── DATA FOR THE TASK ──
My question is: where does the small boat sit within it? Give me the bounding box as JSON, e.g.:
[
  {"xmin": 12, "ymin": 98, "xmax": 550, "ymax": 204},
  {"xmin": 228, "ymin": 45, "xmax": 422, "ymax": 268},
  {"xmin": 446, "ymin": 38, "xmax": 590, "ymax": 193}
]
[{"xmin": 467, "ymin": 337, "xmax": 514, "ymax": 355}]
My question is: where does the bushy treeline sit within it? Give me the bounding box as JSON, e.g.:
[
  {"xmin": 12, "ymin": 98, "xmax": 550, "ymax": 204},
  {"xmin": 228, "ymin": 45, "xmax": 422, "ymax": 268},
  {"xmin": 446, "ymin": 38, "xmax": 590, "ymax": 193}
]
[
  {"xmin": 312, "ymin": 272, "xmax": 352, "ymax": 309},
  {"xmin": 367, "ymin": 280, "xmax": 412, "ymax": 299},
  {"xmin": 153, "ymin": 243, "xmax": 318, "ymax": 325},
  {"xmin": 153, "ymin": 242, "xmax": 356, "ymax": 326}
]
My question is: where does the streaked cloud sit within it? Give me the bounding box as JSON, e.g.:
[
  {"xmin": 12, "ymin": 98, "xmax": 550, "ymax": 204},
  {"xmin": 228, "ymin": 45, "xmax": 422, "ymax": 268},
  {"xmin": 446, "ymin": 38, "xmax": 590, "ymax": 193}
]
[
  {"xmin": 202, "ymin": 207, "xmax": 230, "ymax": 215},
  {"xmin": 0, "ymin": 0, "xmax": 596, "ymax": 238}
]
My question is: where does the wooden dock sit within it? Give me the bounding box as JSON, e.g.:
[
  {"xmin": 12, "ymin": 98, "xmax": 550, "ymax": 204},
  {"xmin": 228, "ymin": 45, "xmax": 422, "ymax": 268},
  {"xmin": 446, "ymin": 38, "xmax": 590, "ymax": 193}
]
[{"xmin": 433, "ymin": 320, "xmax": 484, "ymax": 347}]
───
### ACTION ITEM
The whole listing must be reproduced exactly. Do not skip a line.

### TASK RESULT
My question is: where does the small boat sit within it? Give me the bounding box as JSON, e.g.:
[
  {"xmin": 12, "ymin": 98, "xmax": 550, "ymax": 204},
  {"xmin": 228, "ymin": 45, "xmax": 422, "ymax": 268},
  {"xmin": 446, "ymin": 38, "xmax": 590, "ymax": 193}
]
[{"xmin": 467, "ymin": 337, "xmax": 514, "ymax": 355}]
My question is: where does the bushy treeline sit within it? Give me the bounding box as JSON, e.g.:
[
  {"xmin": 12, "ymin": 98, "xmax": 550, "ymax": 204},
  {"xmin": 228, "ymin": 45, "xmax": 422, "ymax": 268},
  {"xmin": 446, "ymin": 38, "xmax": 590, "ymax": 193}
]
[
  {"xmin": 312, "ymin": 272, "xmax": 352, "ymax": 309},
  {"xmin": 367, "ymin": 280, "xmax": 412, "ymax": 299},
  {"xmin": 153, "ymin": 243, "xmax": 318, "ymax": 325},
  {"xmin": 153, "ymin": 242, "xmax": 356, "ymax": 326}
]
My question is: where does the streaked cloud sit within it? Give me the bounding box as JSON, e.g.:
[
  {"xmin": 12, "ymin": 98, "xmax": 550, "ymax": 204},
  {"xmin": 228, "ymin": 45, "xmax": 422, "ymax": 268},
  {"xmin": 446, "ymin": 38, "xmax": 590, "ymax": 193}
]
[
  {"xmin": 202, "ymin": 207, "xmax": 230, "ymax": 215},
  {"xmin": 0, "ymin": 0, "xmax": 596, "ymax": 238}
]
My question is: where does the wooden dock sit within it? Give me the bounding box as JSON, e.g.:
[
  {"xmin": 12, "ymin": 98, "xmax": 550, "ymax": 204},
  {"xmin": 228, "ymin": 45, "xmax": 422, "ymax": 268},
  {"xmin": 446, "ymin": 38, "xmax": 590, "ymax": 193}
]
[{"xmin": 433, "ymin": 320, "xmax": 484, "ymax": 347}]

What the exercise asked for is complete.